_Exercise brief:_
Shift each point coordinate in the answers by -85, and rewrite every line of the data below in full. Leave the pictures out of your answer.

_Data lines:_
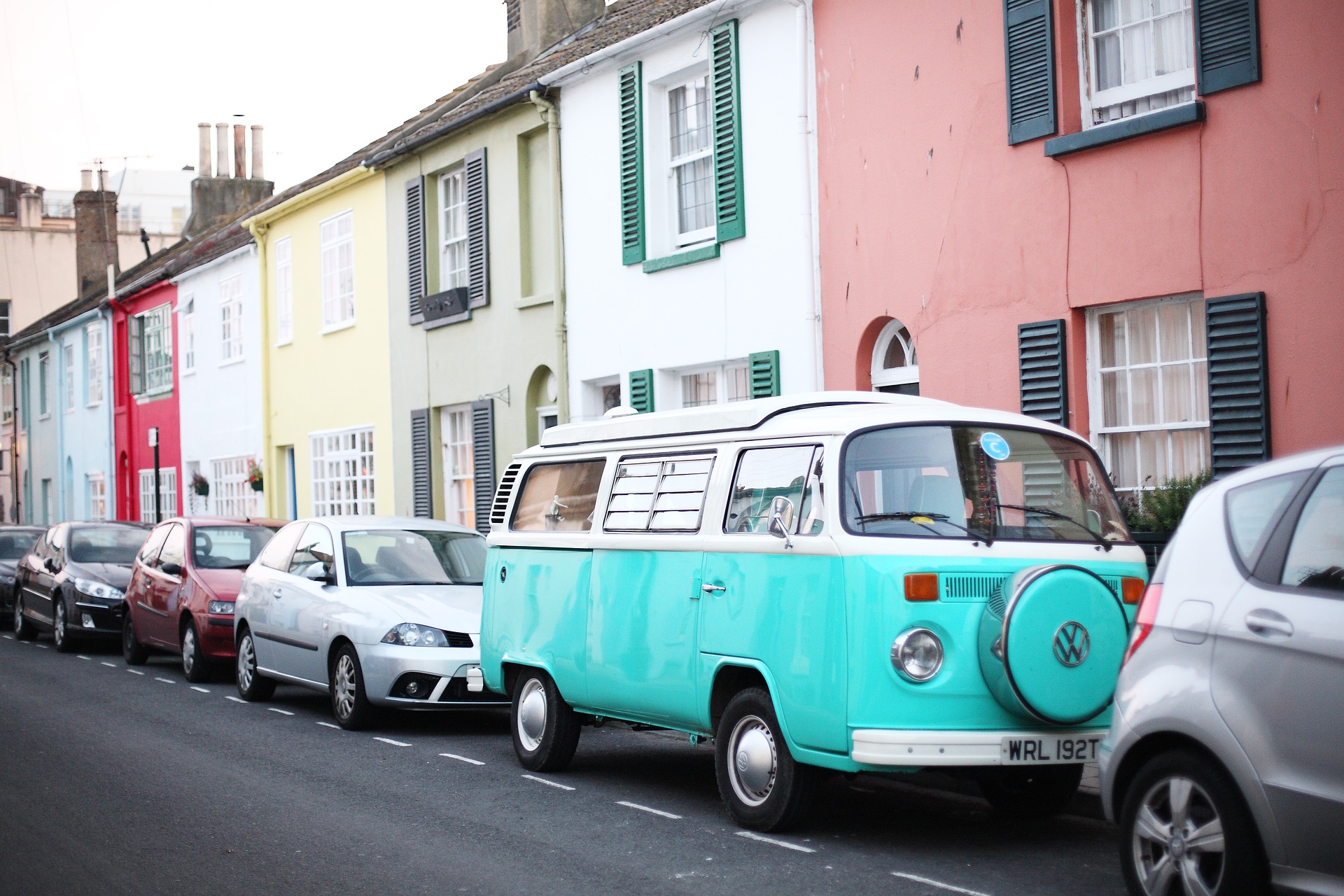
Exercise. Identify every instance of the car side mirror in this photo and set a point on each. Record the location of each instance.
(781, 519)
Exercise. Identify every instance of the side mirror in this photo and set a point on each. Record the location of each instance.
(781, 519)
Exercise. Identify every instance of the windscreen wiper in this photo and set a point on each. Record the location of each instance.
(1057, 514)
(909, 516)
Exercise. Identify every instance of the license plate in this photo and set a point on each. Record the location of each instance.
(1049, 750)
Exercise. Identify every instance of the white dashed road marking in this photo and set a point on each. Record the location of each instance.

_Solution for this task:_
Exercise. Identify every instance of the car side mirror in this photo and set a point on each. Record the location of each instance.
(696, 434)
Exercise. Identify every instance of the side mirror in this photo and set a point on each. Record the location of each instance.
(696, 434)
Exercise. Identify every instance of the windscreen wiper in this photo and set a point on each. Record the location of each instance.
(972, 429)
(824, 431)
Exercise. Identify every instance of the license plate in this photo and set a point on each. Record the location of each instance.
(964, 665)
Exercise. Identify every instance of the white dashed road marking in this photo and set a point on each. Record the location of each instance.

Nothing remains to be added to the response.